What is required: Images should be left out, and everything else in the listing reproduced exactly.

━━━━━━━━━━

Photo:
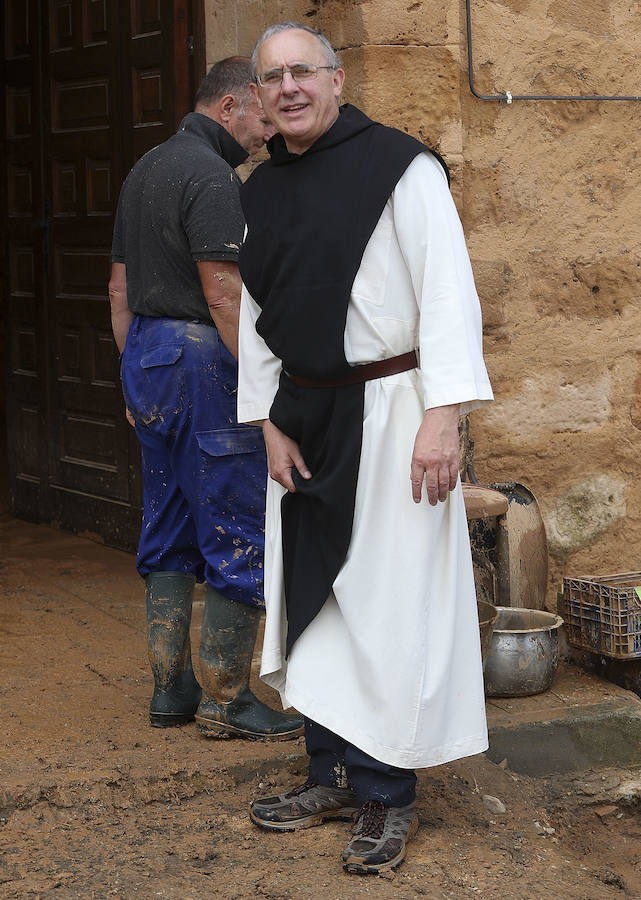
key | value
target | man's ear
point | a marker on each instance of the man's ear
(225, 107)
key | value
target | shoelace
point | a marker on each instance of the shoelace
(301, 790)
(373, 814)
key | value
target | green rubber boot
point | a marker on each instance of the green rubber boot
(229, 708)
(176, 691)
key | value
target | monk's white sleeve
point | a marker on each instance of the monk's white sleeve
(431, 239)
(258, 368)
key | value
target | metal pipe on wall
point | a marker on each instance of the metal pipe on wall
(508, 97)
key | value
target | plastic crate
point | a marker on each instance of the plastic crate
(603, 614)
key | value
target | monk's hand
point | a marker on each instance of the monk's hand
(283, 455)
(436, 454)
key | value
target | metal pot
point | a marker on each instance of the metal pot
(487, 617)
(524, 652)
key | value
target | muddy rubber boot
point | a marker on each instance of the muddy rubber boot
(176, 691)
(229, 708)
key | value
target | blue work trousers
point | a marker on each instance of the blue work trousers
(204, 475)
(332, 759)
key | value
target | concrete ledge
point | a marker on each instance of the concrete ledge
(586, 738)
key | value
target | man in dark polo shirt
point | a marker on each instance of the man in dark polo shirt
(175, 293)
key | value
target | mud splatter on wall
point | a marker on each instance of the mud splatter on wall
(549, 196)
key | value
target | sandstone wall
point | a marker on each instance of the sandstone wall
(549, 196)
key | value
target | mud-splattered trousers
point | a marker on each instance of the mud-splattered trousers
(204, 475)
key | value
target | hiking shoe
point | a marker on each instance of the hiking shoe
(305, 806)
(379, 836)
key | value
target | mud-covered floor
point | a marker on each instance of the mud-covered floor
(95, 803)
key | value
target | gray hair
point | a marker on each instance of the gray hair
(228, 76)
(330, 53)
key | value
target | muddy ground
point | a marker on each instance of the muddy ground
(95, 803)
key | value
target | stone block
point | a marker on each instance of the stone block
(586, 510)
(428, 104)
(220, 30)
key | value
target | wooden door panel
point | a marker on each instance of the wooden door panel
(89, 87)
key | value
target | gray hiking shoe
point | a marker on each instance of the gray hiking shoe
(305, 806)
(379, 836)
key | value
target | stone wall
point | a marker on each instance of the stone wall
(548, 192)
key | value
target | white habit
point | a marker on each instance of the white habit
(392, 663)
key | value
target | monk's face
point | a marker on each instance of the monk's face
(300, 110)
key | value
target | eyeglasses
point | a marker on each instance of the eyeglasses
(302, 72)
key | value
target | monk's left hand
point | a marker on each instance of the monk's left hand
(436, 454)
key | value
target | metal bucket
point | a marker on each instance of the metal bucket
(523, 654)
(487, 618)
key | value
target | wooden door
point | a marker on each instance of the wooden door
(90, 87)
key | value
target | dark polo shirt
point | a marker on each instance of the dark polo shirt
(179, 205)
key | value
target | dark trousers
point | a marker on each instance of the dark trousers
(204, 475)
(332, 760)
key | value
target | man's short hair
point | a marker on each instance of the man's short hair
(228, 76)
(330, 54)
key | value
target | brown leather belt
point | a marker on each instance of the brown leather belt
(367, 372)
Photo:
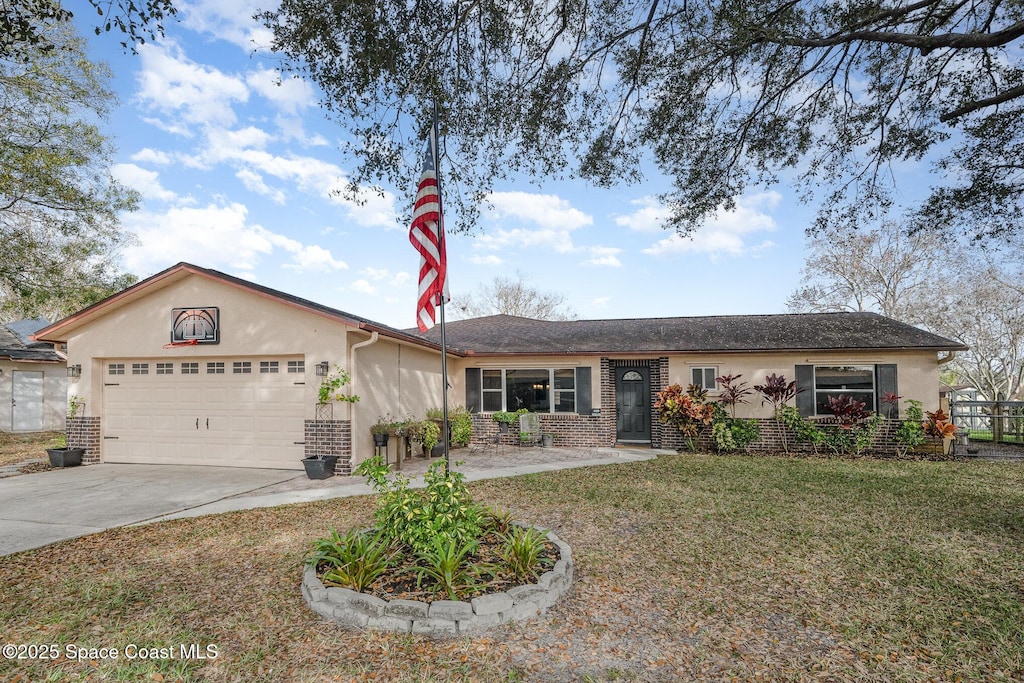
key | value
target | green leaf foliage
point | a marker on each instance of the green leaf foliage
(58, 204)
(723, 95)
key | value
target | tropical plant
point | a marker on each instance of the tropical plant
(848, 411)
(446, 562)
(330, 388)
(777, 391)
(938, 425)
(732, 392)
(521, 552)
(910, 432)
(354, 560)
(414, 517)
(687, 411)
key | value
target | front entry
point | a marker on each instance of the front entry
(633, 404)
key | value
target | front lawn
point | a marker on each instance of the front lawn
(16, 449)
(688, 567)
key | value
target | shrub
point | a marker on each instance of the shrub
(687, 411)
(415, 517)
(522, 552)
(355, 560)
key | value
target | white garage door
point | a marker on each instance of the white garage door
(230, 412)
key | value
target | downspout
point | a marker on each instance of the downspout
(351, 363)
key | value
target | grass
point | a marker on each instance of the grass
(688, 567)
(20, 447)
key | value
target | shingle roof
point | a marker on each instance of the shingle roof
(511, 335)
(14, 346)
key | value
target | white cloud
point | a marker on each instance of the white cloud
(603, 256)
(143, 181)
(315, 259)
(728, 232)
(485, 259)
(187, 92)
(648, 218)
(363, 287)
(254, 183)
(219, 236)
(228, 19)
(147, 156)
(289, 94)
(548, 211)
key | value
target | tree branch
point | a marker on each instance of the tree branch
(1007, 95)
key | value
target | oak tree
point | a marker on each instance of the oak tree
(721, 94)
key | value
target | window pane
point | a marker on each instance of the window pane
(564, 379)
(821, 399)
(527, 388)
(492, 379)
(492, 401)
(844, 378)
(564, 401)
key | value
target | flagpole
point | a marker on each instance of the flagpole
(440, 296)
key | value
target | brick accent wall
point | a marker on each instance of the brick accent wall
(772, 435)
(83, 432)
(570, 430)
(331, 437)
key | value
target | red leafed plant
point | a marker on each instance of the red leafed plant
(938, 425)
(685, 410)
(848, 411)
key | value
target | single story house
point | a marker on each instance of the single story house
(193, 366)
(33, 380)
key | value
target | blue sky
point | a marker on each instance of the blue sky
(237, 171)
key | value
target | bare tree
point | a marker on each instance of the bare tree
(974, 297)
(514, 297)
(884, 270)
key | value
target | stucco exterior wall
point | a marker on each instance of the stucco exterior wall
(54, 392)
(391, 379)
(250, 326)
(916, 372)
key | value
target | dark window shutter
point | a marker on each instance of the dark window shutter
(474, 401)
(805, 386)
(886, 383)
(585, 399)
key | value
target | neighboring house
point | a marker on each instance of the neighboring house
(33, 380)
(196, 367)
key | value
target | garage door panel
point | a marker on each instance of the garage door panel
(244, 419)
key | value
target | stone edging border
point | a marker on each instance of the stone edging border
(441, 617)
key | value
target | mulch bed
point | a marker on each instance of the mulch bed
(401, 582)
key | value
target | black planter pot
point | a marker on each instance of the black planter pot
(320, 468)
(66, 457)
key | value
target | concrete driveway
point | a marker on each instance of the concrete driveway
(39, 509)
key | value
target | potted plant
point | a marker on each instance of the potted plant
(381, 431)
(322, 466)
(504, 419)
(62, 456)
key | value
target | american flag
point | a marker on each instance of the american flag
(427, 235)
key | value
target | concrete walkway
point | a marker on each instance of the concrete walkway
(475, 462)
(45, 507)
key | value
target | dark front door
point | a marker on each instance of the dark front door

━━━━━━━━━━

Finished exercise:
Photo:
key | value
target | man's ear
point | a marker on each instance of the man's ear
(225, 107)
key | value
target | shoelace
point | a marker on each instance of the shoelace
(301, 790)
(373, 814)
key | value
target | green rubber boot
point | a marker on each instance of the green rubber boot
(229, 708)
(176, 691)
key | value
target | monk's white sleeve
point | a marker on each instance of the monk's white sleeve
(431, 239)
(258, 368)
key | value
target | metal pipe on wall
point | a marker on each instance of the metal pipe on wall
(508, 97)
key | value
target | plastic crate
point | a marker on each instance of the plastic crate
(603, 614)
key | value
target | monk's hand
point | a marker on each instance of the monk's hand
(283, 455)
(436, 454)
key | value
target | metal pot
point | a marker on each instance of the metal pot
(487, 617)
(524, 652)
key | value
target | muddy rubber boot
point | a marker on each instance of the muddy rubber boot
(176, 691)
(229, 708)
key | value
target | blue work trousers
point | a marker on each instance of the blue work trousers
(204, 475)
(332, 759)
key | value
target | concrete ledge
point | a marker on each instance of the concrete ledge
(586, 738)
key | value
target | man in dark polo shirt
point | a marker on each instance of the man in dark polo shirt
(175, 293)
key | value
target | mud splatter on wall
point | a marker on each instance of the mud splatter on wall
(549, 196)
key | value
target | sandstone wall
point | a marker on each instance of the sandstone wall
(549, 196)
key | value
target | mud-splattered trousers
point | a marker on each instance of the mud-splattered trousers
(204, 475)
key | value
target | hiking shoe
point | a marker on each instance of the hiking shoe
(305, 806)
(379, 836)
key | value
target | mud-covered floor
point | a marker on each instance of the mud-covered floor
(95, 803)
key | value
target | gray hair
point | a marker on each instance of the gray hair
(228, 76)
(330, 53)
key | value
target | muddy ground
point | a marker on each instance of the muddy ground
(95, 803)
key | value
target | stone block
point | a marker on each instance of the stone block
(586, 510)
(428, 104)
(220, 30)
key | value
target | wooden door panel
point | a marker on each instance of the wooden door panel
(89, 87)
key | value
target | gray hiking shoe
point | a marker on each instance of the gray hiking shoe
(305, 806)
(379, 836)
key | value
target | stone wall
point | a marker on each instance of the stone wall
(548, 192)
key | value
target | white habit
point | a marker on each instance of the white habit
(392, 663)
key | value
target | monk's face
point | a marker on each instance of the monk's face
(300, 110)
key | value
target | eyeglasses
point | a marker on each instance of the eyeglasses
(302, 72)
key | value
target | monk's left hand
point | a marker on each instance of the monk's left hand
(436, 454)
key | value
target | metal bucket
point | a marker on each instance of the metal bucket
(523, 654)
(487, 618)
key | value
target | wooden door
point | a marker on each instance of the wooden door
(90, 87)
key | value
target | dark polo shirt
point | a marker on each instance of the dark polo shirt
(179, 205)
key | value
target | dark trousers
point | a marker on each instance of the dark trousers
(204, 475)
(332, 760)
key | value
target | man's short hair
point | a marker on each instance of the man's short hair
(228, 76)
(330, 54)
key | value
target | brown leather belt
point | a marker on each instance of the brown leather belt
(367, 372)
Photo:
key | value
target | green leaf foliage
point | a marker on each instance of the green leaf foliage
(58, 204)
(723, 95)
key | value
target | tropical plant
point | a marker on each instance of the tropical plant
(848, 411)
(446, 562)
(330, 388)
(777, 391)
(938, 425)
(732, 392)
(521, 552)
(910, 432)
(354, 560)
(414, 517)
(687, 411)
key | value
target | front entry
point | a marker on each instance of the front entry
(633, 404)
key | value
target | front lawn
point | a marker on each instance of the front lawn
(16, 449)
(688, 567)
key | value
target | shrub
point | a marker on each instance of the shrub
(687, 411)
(415, 517)
(522, 552)
(355, 560)
key | value
target | white garage door
point | a marker on each instance of the white garage door
(230, 412)
key | value
target | downspout
point | a marker on each instance of the downspout
(351, 363)
key | value
target | grass
point | a marker on each instance of the grass
(688, 567)
(20, 447)
key | value
target | shingle roof
point | a marker on each instance of the shingle roof
(511, 335)
(14, 346)
key | value
target | white cloud
point | a marker on each instance of the white cloud
(603, 256)
(143, 181)
(315, 259)
(728, 232)
(485, 259)
(187, 92)
(648, 218)
(363, 287)
(254, 183)
(219, 236)
(228, 19)
(147, 156)
(289, 94)
(548, 211)
key | value
target | tree branch
point | a marker on each instance of the tree branch
(1007, 95)
key | value
target | oak tree
point | a marker on each instance of the oak tree
(721, 94)
key | value
target | window pane
point | a marker on each instance of the window pane
(564, 379)
(821, 399)
(527, 388)
(492, 379)
(492, 401)
(844, 378)
(564, 401)
key | value
target | flagpole
point | a marker on each instance of the flagpole
(440, 296)
key | value
target | brick accent wall
point | a marker on each instance of the brick accent wall
(772, 435)
(83, 432)
(570, 430)
(331, 437)
key | value
target | red leafed plant
point | a marker on each instance of the red leafed plant
(938, 425)
(685, 410)
(848, 411)
key | value
target | single story house
point | a marker on each instance of the single story house
(193, 366)
(33, 380)
key | value
target | blue sky
point | a marker on each instance of the blue sky
(237, 171)
key | value
target | bare tree
point | a marker on each instance of the bare tree
(974, 297)
(514, 297)
(884, 270)
key | value
target | stucco exterior wall
point | a marker on each instance of the stucco exterior wall
(54, 392)
(391, 379)
(250, 326)
(916, 372)
key | value
target | dark window shutter
point | a marker on each instance of the dark window shutter
(474, 401)
(805, 386)
(886, 383)
(585, 399)
key | value
target | neighboring house
point | a marker on each instance of the neighboring house
(33, 380)
(196, 367)
key | value
target | garage door panel
point | a marker on each instance of the garage door panel
(244, 419)
key | value
target | stone edging border
point | a marker on each instance of the stone edging border
(441, 617)
key | value
target | mulch bed
point | a marker on each instance of the mulch bed
(401, 582)
key | value
target | black planter pot
point | a marker on each instance of the black planter pot
(320, 468)
(66, 457)
key | value
target | concrete driveway
point | a marker on each instance of the concrete driveway
(39, 509)
key | value
target | potted plant
point | a marker on each instance of the potted plant
(381, 431)
(322, 466)
(504, 419)
(62, 456)
key | value
target | american flag
point | a marker on each instance of the american flag
(427, 235)
key | value
target | concrete walkway
point | a marker on each instance of the concrete walkway
(475, 462)
(45, 507)
key | value
target | dark front door
point | a marker on each instance of the dark front door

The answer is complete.